:: PROMPT ::
Only one stretch of the data below is needed. Output the lines from the one with "Each <instance> block" up to and including the one with "positive clicks: (396, 270)", exactly as they stand.
Segment Start: ENTRIES SHOWN
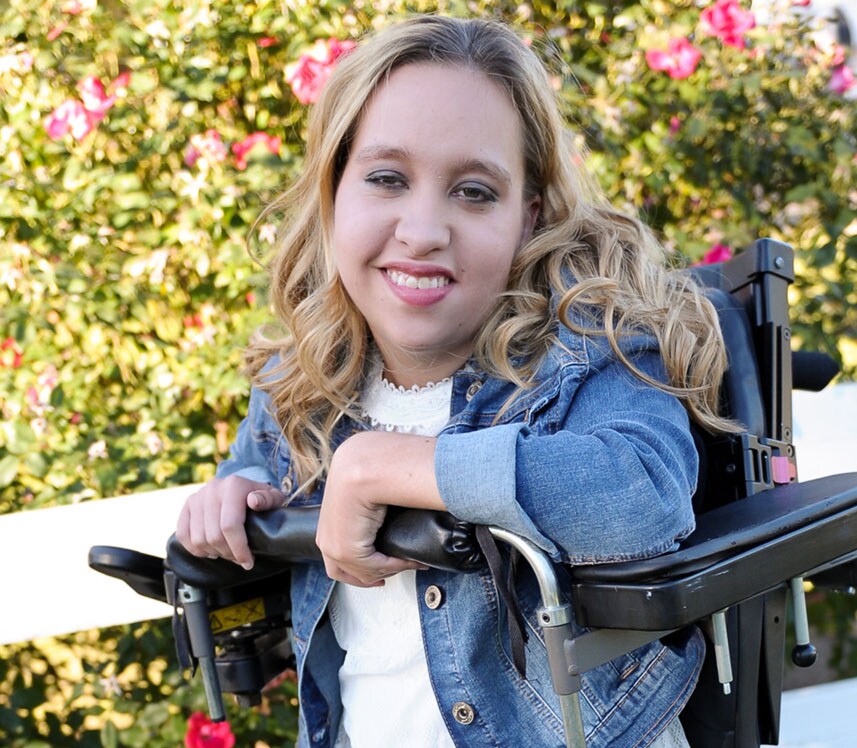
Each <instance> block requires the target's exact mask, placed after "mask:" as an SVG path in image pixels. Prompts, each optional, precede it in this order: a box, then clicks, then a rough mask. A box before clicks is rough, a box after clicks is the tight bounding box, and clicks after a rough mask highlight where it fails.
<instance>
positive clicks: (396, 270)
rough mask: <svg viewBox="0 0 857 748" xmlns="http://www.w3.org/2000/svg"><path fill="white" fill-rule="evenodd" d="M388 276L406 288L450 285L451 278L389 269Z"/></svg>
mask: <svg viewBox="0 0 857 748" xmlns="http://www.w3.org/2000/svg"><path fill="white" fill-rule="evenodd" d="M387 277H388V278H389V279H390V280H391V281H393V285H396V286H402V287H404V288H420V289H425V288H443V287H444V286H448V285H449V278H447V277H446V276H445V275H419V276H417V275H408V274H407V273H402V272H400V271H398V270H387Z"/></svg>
Segment End: ENTRIES SHOWN
Segment Start: ENTRIES SHOWN
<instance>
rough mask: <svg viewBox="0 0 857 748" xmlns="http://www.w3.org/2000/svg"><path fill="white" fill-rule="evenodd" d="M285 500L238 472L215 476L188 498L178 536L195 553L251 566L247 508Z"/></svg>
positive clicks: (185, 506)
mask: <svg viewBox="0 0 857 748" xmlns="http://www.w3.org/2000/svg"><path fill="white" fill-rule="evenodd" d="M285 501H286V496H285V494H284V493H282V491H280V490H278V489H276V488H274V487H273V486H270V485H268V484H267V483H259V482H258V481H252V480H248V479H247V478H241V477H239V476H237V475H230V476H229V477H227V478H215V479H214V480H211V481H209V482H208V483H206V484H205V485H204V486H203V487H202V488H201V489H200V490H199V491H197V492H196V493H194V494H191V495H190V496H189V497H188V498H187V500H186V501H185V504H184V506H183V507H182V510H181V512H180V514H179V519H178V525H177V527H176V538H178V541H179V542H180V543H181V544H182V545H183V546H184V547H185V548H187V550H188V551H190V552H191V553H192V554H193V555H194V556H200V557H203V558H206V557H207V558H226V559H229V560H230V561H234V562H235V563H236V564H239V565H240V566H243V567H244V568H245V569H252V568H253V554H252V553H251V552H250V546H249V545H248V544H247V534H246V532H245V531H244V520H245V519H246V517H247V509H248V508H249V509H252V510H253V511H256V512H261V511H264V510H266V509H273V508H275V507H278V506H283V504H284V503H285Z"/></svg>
Segment End: ENTRIES SHOWN
Segment Start: ENTRIES SHOWN
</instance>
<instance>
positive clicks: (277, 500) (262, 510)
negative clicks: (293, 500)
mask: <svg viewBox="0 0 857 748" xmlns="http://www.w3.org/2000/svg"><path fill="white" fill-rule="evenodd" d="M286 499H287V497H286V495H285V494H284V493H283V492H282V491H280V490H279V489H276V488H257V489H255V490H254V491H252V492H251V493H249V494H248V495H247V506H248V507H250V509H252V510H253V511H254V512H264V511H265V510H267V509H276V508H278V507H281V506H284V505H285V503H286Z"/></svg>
Segment End: ENTRIES SHOWN
:: THE ANSWER ::
Each <instance> block requires the target's exact mask, placed after "mask:" as an SVG path in image pixels. Prompts, each optional, precede it in this order: a box, then clicks, then a rough mask. A box before clicks is rough, a box after clicks is the tight bounding box, and clicks after a rough mask highlight where it fails.
<instance>
positive clicks: (396, 270)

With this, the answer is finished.